INPUT DATA Block Start

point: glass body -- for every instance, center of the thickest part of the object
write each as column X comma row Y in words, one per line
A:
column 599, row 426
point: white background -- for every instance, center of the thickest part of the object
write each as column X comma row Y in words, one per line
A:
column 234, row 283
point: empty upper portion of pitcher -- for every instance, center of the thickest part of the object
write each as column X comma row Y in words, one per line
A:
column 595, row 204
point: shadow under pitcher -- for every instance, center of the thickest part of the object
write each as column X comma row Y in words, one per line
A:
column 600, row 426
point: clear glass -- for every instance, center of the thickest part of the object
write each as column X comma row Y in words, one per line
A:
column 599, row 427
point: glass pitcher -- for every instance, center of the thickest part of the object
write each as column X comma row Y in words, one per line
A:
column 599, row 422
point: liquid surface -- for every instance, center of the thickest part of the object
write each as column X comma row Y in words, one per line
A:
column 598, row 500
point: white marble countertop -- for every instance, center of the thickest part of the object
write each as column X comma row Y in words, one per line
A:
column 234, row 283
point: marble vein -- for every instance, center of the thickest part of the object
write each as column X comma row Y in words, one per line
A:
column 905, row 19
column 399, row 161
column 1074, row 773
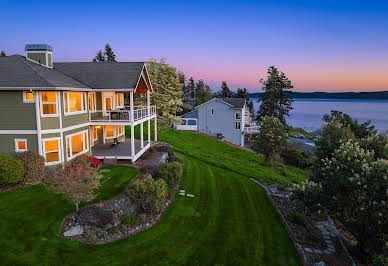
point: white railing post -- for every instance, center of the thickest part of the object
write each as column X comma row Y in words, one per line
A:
column 141, row 136
column 131, row 105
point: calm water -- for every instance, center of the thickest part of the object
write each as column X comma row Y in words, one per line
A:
column 307, row 113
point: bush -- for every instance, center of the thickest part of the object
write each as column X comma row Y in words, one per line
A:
column 171, row 173
column 11, row 170
column 129, row 219
column 297, row 218
column 87, row 161
column 33, row 166
column 148, row 194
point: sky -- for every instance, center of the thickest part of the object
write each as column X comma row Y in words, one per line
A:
column 321, row 45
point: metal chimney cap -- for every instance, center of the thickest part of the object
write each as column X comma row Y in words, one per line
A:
column 38, row 47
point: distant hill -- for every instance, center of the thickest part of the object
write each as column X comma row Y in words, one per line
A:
column 378, row 95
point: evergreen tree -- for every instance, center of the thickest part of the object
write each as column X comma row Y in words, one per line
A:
column 225, row 91
column 242, row 93
column 190, row 88
column 275, row 100
column 99, row 57
column 109, row 54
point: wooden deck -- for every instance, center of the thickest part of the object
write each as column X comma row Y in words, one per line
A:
column 122, row 150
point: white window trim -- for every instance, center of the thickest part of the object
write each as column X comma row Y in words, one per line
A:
column 16, row 145
column 66, row 109
column 59, row 151
column 122, row 98
column 86, row 144
column 94, row 104
column 56, row 105
column 94, row 129
column 24, row 97
column 116, row 127
column 114, row 132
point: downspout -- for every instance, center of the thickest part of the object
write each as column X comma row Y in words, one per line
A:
column 37, row 115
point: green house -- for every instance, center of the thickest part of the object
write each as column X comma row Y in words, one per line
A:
column 63, row 110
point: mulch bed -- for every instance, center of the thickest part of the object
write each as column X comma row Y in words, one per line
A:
column 307, row 234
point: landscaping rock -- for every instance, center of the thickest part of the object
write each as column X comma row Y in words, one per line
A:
column 95, row 216
column 74, row 231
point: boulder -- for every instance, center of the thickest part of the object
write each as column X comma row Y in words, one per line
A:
column 95, row 216
column 74, row 231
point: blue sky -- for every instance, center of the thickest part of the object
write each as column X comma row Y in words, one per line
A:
column 320, row 45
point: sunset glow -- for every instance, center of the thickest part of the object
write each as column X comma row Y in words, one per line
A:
column 320, row 45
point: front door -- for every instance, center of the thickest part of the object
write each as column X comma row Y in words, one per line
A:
column 108, row 104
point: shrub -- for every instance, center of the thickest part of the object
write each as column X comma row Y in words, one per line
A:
column 148, row 194
column 11, row 170
column 170, row 172
column 33, row 166
column 129, row 219
column 87, row 161
column 297, row 218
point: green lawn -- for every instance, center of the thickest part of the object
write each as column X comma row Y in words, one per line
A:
column 229, row 221
column 228, row 157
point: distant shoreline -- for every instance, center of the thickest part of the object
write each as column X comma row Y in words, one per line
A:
column 380, row 95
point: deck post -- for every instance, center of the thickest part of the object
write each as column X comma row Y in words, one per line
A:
column 131, row 105
column 132, row 140
column 156, row 129
column 141, row 136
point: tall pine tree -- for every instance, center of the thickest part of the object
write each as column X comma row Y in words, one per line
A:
column 275, row 100
column 99, row 57
column 109, row 54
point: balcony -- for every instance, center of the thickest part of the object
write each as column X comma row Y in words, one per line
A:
column 121, row 116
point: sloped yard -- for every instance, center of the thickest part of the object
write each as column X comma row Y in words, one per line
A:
column 228, row 221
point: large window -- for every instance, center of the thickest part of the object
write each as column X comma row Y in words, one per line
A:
column 20, row 145
column 28, row 97
column 76, row 144
column 109, row 132
column 119, row 100
column 75, row 102
column 120, row 130
column 92, row 101
column 49, row 103
column 51, row 149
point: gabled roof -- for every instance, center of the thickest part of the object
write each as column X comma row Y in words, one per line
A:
column 104, row 75
column 18, row 72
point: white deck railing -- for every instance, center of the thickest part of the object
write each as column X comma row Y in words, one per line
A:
column 113, row 116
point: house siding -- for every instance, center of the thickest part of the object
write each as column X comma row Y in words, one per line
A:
column 223, row 121
column 7, row 143
column 14, row 113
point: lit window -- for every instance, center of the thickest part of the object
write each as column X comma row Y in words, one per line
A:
column 109, row 131
column 120, row 130
column 119, row 100
column 49, row 103
column 76, row 144
column 51, row 150
column 75, row 102
column 20, row 145
column 92, row 101
column 28, row 97
column 95, row 132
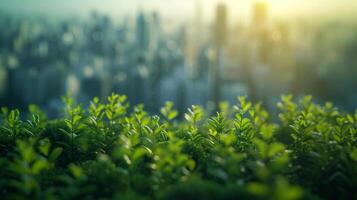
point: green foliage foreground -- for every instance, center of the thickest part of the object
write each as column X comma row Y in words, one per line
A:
column 110, row 152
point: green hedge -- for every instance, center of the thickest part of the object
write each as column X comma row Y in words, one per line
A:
column 111, row 151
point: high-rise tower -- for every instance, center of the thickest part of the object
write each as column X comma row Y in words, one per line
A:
column 221, row 26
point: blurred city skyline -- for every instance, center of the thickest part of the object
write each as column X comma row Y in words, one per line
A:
column 183, row 10
column 197, row 52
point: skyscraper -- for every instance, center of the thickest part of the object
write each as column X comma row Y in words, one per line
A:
column 220, row 40
column 221, row 26
column 142, row 32
column 260, row 14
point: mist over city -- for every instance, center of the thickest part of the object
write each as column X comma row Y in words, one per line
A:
column 187, row 52
column 178, row 99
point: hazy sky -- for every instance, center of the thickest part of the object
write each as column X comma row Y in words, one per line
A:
column 182, row 9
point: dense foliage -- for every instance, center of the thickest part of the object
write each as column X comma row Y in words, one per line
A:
column 111, row 151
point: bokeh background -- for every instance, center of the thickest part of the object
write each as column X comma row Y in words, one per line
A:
column 186, row 51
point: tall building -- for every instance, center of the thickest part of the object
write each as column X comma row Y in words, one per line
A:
column 142, row 32
column 260, row 14
column 221, row 26
column 220, row 40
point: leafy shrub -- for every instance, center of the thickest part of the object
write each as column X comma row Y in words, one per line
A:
column 241, row 152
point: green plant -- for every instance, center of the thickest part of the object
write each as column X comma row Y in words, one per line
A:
column 109, row 151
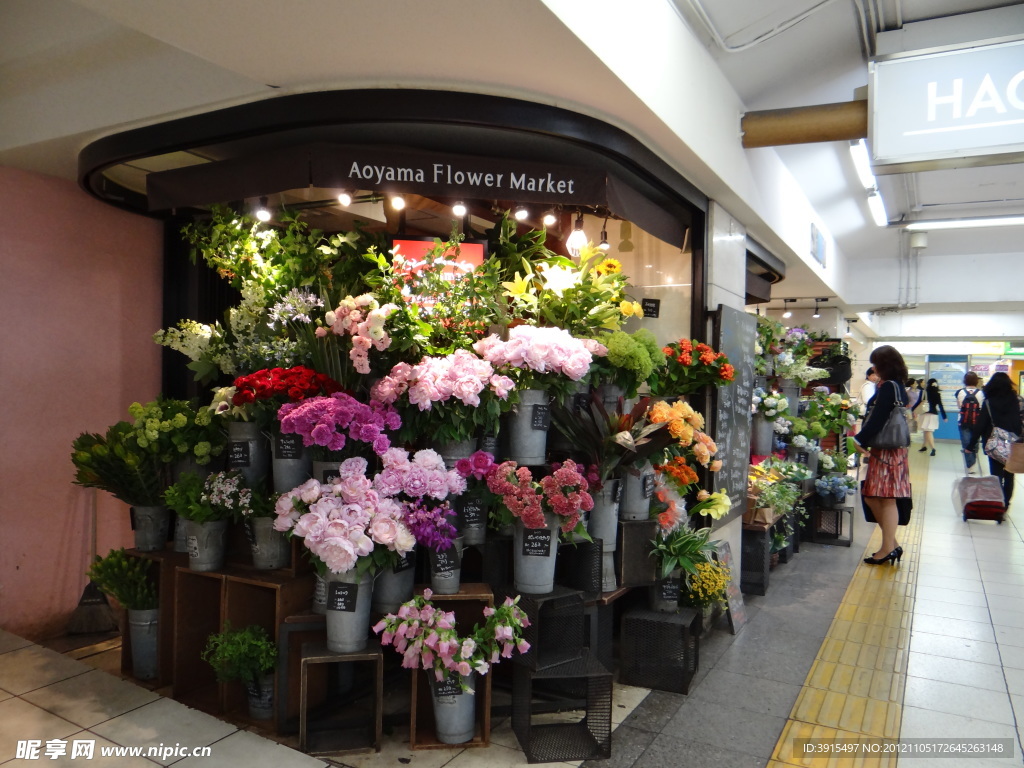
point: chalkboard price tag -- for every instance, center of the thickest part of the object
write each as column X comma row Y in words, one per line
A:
column 406, row 562
column 341, row 596
column 670, row 590
column 445, row 561
column 238, row 454
column 536, row 543
column 648, row 484
column 542, row 418
column 288, row 446
column 448, row 687
column 472, row 511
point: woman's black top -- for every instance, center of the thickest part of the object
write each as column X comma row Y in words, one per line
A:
column 879, row 409
column 1004, row 412
column 935, row 401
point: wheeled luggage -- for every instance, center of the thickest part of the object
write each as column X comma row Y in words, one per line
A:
column 979, row 498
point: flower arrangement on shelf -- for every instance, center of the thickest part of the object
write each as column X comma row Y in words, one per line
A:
column 266, row 390
column 427, row 638
column 114, row 462
column 455, row 396
column 329, row 424
column 690, row 366
column 563, row 494
column 631, row 359
column 345, row 524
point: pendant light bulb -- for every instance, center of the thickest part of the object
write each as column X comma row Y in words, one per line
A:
column 578, row 238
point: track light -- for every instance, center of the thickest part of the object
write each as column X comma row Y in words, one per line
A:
column 578, row 238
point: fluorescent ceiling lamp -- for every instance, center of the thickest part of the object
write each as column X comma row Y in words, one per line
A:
column 862, row 164
column 967, row 223
column 878, row 209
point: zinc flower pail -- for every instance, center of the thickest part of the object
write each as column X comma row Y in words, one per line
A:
column 348, row 599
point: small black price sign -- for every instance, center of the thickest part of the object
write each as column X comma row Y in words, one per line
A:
column 670, row 590
column 472, row 511
column 445, row 561
column 542, row 418
column 238, row 454
column 648, row 484
column 288, row 446
column 406, row 562
column 536, row 543
column 448, row 687
column 341, row 596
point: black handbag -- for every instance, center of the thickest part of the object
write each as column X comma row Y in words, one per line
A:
column 896, row 432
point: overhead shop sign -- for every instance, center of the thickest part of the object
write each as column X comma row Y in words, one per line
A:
column 948, row 109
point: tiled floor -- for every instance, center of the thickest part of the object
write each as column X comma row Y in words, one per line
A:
column 836, row 649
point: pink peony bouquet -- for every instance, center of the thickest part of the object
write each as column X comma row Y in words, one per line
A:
column 427, row 638
column 345, row 523
column 455, row 395
column 562, row 493
column 335, row 421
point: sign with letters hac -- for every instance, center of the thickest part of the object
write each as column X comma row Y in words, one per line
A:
column 932, row 111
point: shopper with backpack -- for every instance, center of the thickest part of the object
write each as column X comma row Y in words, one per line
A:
column 969, row 399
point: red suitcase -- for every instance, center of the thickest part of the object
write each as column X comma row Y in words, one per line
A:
column 979, row 498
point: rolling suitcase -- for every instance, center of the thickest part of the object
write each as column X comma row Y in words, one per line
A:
column 979, row 498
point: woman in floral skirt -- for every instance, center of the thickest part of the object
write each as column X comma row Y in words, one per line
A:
column 888, row 475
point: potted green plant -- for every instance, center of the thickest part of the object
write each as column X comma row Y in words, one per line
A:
column 126, row 579
column 247, row 655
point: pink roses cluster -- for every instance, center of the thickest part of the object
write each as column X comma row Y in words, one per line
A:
column 363, row 318
column 332, row 421
column 343, row 520
column 563, row 493
column 461, row 375
column 543, row 350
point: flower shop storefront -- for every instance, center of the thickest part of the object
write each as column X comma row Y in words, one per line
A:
column 404, row 408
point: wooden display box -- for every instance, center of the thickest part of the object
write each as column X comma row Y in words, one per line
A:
column 468, row 606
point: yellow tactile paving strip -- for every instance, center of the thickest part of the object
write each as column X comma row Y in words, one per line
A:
column 855, row 687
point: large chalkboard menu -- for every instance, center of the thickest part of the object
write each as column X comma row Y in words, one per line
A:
column 735, row 333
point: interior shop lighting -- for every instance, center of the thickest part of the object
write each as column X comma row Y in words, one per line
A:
column 878, row 209
column 966, row 223
column 578, row 238
column 862, row 164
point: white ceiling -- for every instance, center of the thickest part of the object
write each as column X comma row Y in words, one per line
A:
column 72, row 71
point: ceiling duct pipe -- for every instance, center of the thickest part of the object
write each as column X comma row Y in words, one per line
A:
column 803, row 125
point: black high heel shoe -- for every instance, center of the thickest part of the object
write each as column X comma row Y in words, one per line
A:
column 893, row 557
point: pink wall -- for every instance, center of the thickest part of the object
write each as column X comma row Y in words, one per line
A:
column 80, row 298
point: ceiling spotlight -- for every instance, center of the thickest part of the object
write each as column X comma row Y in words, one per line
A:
column 578, row 238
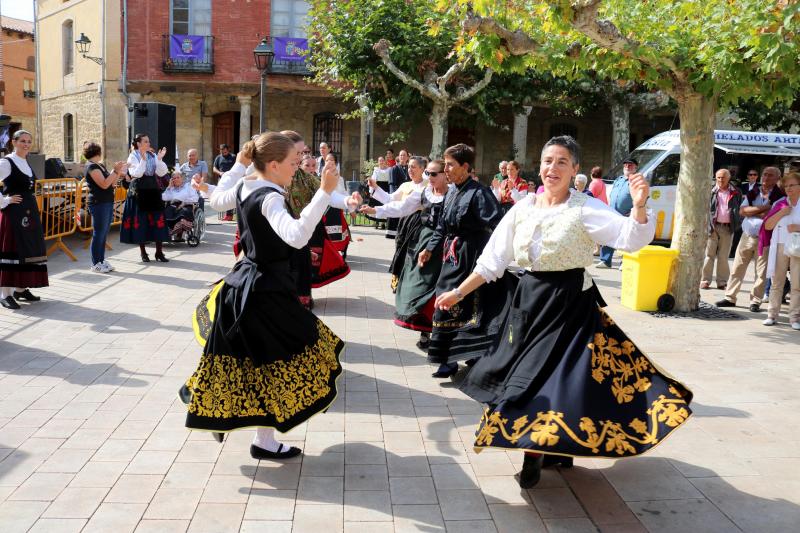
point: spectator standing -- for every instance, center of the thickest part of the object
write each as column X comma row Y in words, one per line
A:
column 194, row 166
column 597, row 186
column 751, row 185
column 783, row 221
column 755, row 205
column 724, row 221
column 223, row 162
column 100, row 202
column 622, row 202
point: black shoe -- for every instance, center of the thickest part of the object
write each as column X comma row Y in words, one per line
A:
column 9, row 303
column 445, row 371
column 26, row 296
column 185, row 394
column 556, row 460
column 284, row 452
column 531, row 471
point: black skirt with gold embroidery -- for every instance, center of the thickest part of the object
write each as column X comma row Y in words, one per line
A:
column 564, row 379
column 273, row 365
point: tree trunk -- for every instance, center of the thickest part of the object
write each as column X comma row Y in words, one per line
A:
column 521, row 135
column 620, row 129
column 438, row 120
column 690, row 234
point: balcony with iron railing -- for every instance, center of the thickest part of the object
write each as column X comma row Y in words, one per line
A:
column 187, row 53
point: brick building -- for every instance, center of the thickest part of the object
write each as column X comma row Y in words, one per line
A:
column 198, row 56
column 18, row 74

INPUT DATA Block End

| WHAT YOU NEED TO DO |
Scan the listing for the string "foliage". Copy each line that has it.

| TASK OUTPUT |
point: green foliage foreground -- for every instance, center of the thickest part of the object
point: dense foliage -- for every instance, center of the thickest part of the object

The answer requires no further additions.